TASK SET:
[A] Summarize the Pennsylvania governor article in two sentences.
[B] List every person named in the Pennsylvania governor article.
[C] Reproduce everything in the Pennsylvania governor article from "Shapiro's campaign said" down to "ticket with him.".

QUOTED PASSAGE:
────────────────────────────────────────

By James Oliphant and Jarrett Renshaw
WASHINGTON (Reuters) - After far-right candidate Doug Mastriano won the Republican primary for Pennsylvania governor, Democrats quickly warned voters that he poses a threat to abortion access, voting rights and election integrity should he win in November.
Josh Shapiro, the state's attorney general and the Democratic nominee for governor, called Mastriano the most extreme gubernatorial candidate in the country.
The Republican supports abortion bans with no exceptions for rape, incest or the health of the mother. He has proposed restrictions on mail-in voting and eliminating ballot drop boxes, and he backs former President Donald Trump's false claims of election fraud in the 2020 presidential contest.
Shapiro's campaign said it had raised about $200,000 since the polls closed in the Republican primary on Tuesday night, and the Democratic candidate asked for more donations on Wednesday.
Democrats view the Pennsylvania governor's race as one of the most critical contests in the country. The current governor, Democrat Tom Wolf, has blocked measures from the Republican-controlled state legislature that would limit abortion and voting rights.
Some Republicans in Pennsylvania are also alarmed by Mastriano, who marched in Washington before the Jan. 6, 2021 siege of the U.S. Capitol. They said they fear Mastriano is all but unelectable and could drag down the party's entire state ticket with him.
"We are going to lose state house and state senate races," said Val Biancaniello, a Republican state committee member from Philadelphia's suburbs. "It is very difficult for someone like me to rally behind Doug Mastriano, who is going to get his butt kicked in November because he is a far-right extremist."
Mastriano, who was endorsed by Trump the weekend before the primary, disputed that he is a far-right candidate.
"I repudiate that," he said in his victory speech on Tuesday. "That is crap."

────────────────────────────────────────

DATA EXCERPTS:
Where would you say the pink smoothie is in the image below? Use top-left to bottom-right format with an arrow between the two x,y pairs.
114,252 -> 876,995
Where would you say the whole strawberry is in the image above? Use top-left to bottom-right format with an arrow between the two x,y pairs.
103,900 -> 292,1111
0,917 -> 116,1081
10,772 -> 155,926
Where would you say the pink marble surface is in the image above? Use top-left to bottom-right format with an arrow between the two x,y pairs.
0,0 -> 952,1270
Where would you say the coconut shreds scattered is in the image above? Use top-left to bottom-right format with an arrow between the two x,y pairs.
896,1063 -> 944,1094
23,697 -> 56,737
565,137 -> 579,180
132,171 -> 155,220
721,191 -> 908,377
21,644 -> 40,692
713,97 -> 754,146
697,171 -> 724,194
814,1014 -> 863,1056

────────────────────────────────────────

EXPECTED OUTPUTS:
[A] After far-right candidate Doug Mastriano won the Republican primary for Pennsylvania governor, Democrats, including nominee Josh Shapiro, warned that he threatens abortion access, voting rights and election integrity. Some Pennsylvania Republicans also fear he is all but unelectable and could drag down the party's state ticket, while Mastriano, endorsed by Trump, rejected the far-right label.

[B]
James Oliphant
Jarrett Renshaw
Doug Mastriano
Josh Shapiro
Donald Trump
Tom Wolf
Val Biancaniello

[C]
Shapiro's campaign said it had raised about $200,000 since the polls closed in the Republican primary on Tuesday night, and the Democratic candidate asked for more donations on Wednesday.
Democrats view the Pennsylvania governor's race as one of the most critical contests in the country. The current governor, Democrat Tom Wolf, has blocked measures from the Republican-controlled state legislature that would limit abortion and voting rights.
Some Republicans in Pennsylvania are also alarmed by Mastriano, who marched in Washington before the Jan. 6, 2021 siege of the U.S. Capitol. They said they fear Mastriano is all but unelectable and could drag down the party's entire state ticket with him.